* Exercise description: The answer should contain each record below, repeated exactly.

* Data:

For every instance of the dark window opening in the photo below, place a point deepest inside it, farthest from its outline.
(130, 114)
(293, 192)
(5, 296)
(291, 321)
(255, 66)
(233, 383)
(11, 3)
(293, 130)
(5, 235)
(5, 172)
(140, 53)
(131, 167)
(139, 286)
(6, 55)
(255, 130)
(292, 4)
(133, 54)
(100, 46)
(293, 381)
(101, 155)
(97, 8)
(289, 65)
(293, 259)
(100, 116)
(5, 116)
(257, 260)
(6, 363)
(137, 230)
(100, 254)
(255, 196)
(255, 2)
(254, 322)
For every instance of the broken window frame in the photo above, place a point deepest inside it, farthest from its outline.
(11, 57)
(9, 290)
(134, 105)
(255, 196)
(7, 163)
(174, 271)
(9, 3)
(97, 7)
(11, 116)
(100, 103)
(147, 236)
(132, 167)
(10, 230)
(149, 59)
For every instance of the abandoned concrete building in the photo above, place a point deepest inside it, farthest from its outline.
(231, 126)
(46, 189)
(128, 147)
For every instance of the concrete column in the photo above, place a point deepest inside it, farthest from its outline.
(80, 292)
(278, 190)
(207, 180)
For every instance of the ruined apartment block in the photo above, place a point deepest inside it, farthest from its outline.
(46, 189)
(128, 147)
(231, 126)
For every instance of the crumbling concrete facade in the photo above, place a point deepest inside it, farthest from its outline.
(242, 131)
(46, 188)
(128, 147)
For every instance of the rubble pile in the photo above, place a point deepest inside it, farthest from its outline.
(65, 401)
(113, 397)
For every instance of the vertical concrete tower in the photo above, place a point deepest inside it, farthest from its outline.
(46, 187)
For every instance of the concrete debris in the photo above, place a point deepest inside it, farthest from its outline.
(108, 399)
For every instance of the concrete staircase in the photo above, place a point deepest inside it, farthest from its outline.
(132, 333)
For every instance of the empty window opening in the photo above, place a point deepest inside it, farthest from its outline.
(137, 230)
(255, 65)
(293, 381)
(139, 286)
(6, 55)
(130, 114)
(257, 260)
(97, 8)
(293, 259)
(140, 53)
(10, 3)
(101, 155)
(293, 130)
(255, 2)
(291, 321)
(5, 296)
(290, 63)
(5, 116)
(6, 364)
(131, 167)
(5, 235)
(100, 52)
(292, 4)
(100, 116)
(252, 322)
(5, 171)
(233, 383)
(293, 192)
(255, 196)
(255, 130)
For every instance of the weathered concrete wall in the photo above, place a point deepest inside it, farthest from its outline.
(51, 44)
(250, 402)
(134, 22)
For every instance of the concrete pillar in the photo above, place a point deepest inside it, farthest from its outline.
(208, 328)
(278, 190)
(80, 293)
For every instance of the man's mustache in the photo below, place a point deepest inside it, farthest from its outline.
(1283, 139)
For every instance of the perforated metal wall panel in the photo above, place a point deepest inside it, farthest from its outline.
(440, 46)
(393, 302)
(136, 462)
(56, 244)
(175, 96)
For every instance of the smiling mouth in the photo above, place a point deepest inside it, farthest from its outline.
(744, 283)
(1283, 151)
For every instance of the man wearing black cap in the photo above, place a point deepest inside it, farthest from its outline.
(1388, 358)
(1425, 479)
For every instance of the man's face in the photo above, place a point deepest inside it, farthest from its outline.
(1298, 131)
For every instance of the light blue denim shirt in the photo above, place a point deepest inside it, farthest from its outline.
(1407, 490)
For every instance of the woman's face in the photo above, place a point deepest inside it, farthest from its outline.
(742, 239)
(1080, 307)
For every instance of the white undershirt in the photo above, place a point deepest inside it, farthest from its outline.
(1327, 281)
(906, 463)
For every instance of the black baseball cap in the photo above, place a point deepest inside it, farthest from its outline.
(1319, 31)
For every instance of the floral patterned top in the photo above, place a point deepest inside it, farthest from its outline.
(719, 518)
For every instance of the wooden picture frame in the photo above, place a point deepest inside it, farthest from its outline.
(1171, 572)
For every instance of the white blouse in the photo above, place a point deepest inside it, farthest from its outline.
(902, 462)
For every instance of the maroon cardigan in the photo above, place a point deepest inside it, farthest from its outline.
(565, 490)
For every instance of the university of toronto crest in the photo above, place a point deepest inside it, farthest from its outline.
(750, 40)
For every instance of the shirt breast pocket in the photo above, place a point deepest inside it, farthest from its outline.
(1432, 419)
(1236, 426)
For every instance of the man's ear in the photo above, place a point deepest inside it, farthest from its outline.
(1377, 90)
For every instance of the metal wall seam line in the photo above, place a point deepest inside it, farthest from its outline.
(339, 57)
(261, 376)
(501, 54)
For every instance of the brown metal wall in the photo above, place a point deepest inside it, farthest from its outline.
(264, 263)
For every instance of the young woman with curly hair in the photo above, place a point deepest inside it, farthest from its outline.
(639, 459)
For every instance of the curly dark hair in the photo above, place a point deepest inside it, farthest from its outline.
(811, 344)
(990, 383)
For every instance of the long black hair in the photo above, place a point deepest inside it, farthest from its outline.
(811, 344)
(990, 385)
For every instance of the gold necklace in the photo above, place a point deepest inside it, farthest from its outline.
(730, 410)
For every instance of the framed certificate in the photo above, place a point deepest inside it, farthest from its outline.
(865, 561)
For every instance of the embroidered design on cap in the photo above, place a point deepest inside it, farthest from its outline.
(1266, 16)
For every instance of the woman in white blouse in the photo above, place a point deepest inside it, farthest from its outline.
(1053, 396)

* Solution:
For every instance of the dark window opening in the photo below, place a point deepest inside it, farthest from its outline.
(130, 114)
(293, 192)
(5, 296)
(291, 321)
(255, 66)
(233, 383)
(11, 3)
(293, 130)
(5, 235)
(5, 172)
(140, 53)
(131, 167)
(139, 286)
(6, 55)
(255, 130)
(292, 4)
(133, 54)
(100, 46)
(293, 381)
(101, 155)
(97, 8)
(289, 65)
(293, 259)
(100, 116)
(5, 116)
(257, 260)
(6, 363)
(137, 230)
(100, 254)
(255, 196)
(255, 2)
(254, 322)
For every instance of the broken window frame in the photo above, place a point deepest inside it, farthest from its outline.
(11, 57)
(9, 290)
(134, 105)
(255, 196)
(7, 163)
(174, 271)
(9, 3)
(97, 7)
(11, 116)
(100, 103)
(147, 236)
(132, 167)
(10, 230)
(149, 59)
For every instance of the abandoned concrete building in the photo above, place a point deepest inside it, farthest from its outline.
(231, 126)
(46, 189)
(128, 147)
For every instance of the concrete column in the photo above, place a point deepest inside it, farthest from its outline.
(80, 292)
(278, 190)
(207, 180)
For every instance of the ruined apartment block in the photo above, place a point deepest inside it, farthest from its outline.
(46, 189)
(128, 147)
(231, 126)
For every instance of the crumbling concrete facade in the photo above, place a point deepest inside it, farthest from its outline.
(242, 131)
(46, 188)
(128, 147)
For every instance of the rubble pile in the photo above, place a point deepest inside it, farthest from its outline.
(65, 401)
(113, 397)
For every instance of the vertical concrete tower in the photo above, place a point deepest inside it, farthest from its outline.
(46, 187)
For every instance of the concrete debris in the photo above, place a point deepest inside it, farthest from its outline.
(108, 399)
For every instance of the concrete staircase in the photo above, place a point deepest inside it, farthest from its outline.
(132, 333)
For every instance of the empty window opening in the photo above, place a point deepest inside it, farthest from its outline.
(137, 230)
(255, 65)
(293, 381)
(139, 286)
(6, 55)
(130, 114)
(257, 260)
(97, 8)
(293, 259)
(140, 53)
(10, 3)
(101, 155)
(293, 130)
(255, 2)
(291, 321)
(5, 296)
(290, 63)
(5, 116)
(6, 364)
(131, 167)
(5, 235)
(100, 52)
(292, 4)
(100, 116)
(252, 322)
(5, 171)
(233, 383)
(293, 192)
(255, 196)
(255, 130)
For every instance of the weathered concrete wall in the photo above, place a point deepest inside it, farthest from its outline.
(51, 44)
(250, 402)
(134, 22)
For every instance of the concrete pillar in the photo above, place a point deepest inside it, farthest from its outline.
(208, 328)
(278, 190)
(80, 293)
For every instance of the man's mustache in the photo below, place a point deepest inside it, farthest from its outline.
(1283, 139)
For every instance of the perforated metal wall panel in the photo above, place a point deepest inside it, farthest from its outline.
(440, 46)
(393, 302)
(136, 462)
(56, 244)
(175, 96)
For every instance of the smiling mouth in the photo above, place a point deepest inside it, farthest from its outline.
(744, 283)
(1283, 151)
For every instance of the man wearing black cap in the photo above, place a point deepest inside it, farthest from its outline.
(1388, 358)
(1425, 479)
For every instance of the man's face in the photo above, place a point deepest inside it, farthest from its outline.
(1298, 131)
For every instance of the light blue denim shirt in the photo above, place a point deepest inside it, farthest from its outline.
(1407, 490)
For every instance of the woman's face in the photo above, place a point deepest inside it, farthest from its outline.
(742, 239)
(1080, 307)
For every instance of the white undershirt in the photo above, place a point deepest inside it, farthest from its outline.
(1327, 281)
(906, 463)
For every instance of the black baseball cap in the photo above, place a point deepest inside it, farthest from its outline.
(1319, 31)
For every instance of the floral patterned top in the photo above, place a point deepest inside it, farthest from its outline.
(719, 518)
For every instance of the wooden picture frame in the photo above, place a point deepest inside it, farthest from its outline.
(1171, 572)
For every instance of the white blouse in the photo above, place a point deepest inside it, farthest from its outline.
(902, 462)
For every instance of the maroon cardigan in the photo above, place a point deepest inside it, farthest from its outline.
(565, 490)
For every instance of the university of toronto crest in the photo above, place a point deepest inside it, farthest from its outline.
(750, 40)
For every instance of the shirt breast pocket in the photo above, place a point deepest inside it, farthest from its outline.
(1432, 419)
(1236, 426)
For every instance of the man's ear in the photo above, place a point deepest inside it, farthest from its outline.
(1377, 90)
For every instance of the metal wall seam line in the photo above, place a point deepest inside it, farthest from its outline.
(339, 57)
(261, 376)
(501, 54)
For every instance of the brown metal wall in the photo above, place a point deepest inside it, farthest from its outline.
(264, 263)
For every instance of the young woman with curly hair in the photo above, place a point deepest inside it, farthest from its outline.
(639, 459)
For every instance of the curly dark hair in the photo above, place a point deepest inside it, farthest from its outline.
(811, 344)
(990, 383)
For every instance of the long black hair in the photo above, place a point deepest inside it, farthest from its outline.
(811, 344)
(990, 385)
For every instance of the gold necklace in the photo above, place a point deepest inside it, farthest from its outline.
(730, 410)
For every instance of the framed certificate in the photo above, place a point deepest inside it, farthest from its outline.
(865, 561)
For every instance of the embroidered design on cap in the photo above, place a point deepest inside it, farthest from its outline.
(1266, 16)
For every instance of the woman in white blouse in the photo above, place a point deepest inside it, farthest from its outline.
(1053, 396)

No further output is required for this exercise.